▶ _Stated goal_: Copy word for word the rows below, from the line with "Task: place one point on each instance of the blue" through the last row.

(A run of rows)
□ □ □ □ □ □ □
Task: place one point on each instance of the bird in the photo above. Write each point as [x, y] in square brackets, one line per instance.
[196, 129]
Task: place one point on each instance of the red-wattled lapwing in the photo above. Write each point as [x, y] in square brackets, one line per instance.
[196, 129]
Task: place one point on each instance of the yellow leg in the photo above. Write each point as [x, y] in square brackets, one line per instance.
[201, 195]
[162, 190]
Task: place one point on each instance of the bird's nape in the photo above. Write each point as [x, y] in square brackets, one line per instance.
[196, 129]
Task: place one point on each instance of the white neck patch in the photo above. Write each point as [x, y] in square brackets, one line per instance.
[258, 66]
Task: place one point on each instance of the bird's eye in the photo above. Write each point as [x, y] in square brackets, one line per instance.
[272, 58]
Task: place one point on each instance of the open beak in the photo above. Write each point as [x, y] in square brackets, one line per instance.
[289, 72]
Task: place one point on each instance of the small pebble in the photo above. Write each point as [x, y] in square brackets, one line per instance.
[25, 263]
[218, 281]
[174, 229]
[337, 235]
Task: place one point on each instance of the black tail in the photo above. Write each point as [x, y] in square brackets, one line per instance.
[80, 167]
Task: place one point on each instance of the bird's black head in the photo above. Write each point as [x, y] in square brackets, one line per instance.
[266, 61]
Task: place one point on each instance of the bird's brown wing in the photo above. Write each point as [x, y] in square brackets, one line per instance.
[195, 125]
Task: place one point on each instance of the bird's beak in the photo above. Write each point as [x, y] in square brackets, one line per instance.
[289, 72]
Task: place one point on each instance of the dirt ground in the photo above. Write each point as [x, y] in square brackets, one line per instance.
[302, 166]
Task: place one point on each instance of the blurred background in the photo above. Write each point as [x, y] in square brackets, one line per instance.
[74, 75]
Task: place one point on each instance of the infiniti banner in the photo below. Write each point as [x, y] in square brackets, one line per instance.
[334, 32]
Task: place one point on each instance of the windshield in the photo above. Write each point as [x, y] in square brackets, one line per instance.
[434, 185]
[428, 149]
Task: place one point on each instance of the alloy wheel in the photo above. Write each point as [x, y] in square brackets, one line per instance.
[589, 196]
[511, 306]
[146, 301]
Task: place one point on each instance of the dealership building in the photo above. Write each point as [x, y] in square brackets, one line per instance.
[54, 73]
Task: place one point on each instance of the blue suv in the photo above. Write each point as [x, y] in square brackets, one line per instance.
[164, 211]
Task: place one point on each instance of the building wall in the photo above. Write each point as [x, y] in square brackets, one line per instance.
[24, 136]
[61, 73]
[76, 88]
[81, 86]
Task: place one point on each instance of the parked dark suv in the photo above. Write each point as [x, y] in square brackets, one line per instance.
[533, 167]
□ □ □ □ □ □ □
▶ _Reply to the exercise_:
Task: place one point on each instance of the blue suv in the photo above. Write each point as [x, y] in square brackets, one line per instance.
[164, 211]
Task: place one point on each instance of the building wall in the photo above. Write each point as [x, y] in square brackets, one line per instance.
[24, 136]
[61, 73]
[76, 88]
[81, 86]
Task: place one point on each instance of the parked dark suv in the photo above. Write each point as [x, y] in square brackets, one line per instance.
[533, 167]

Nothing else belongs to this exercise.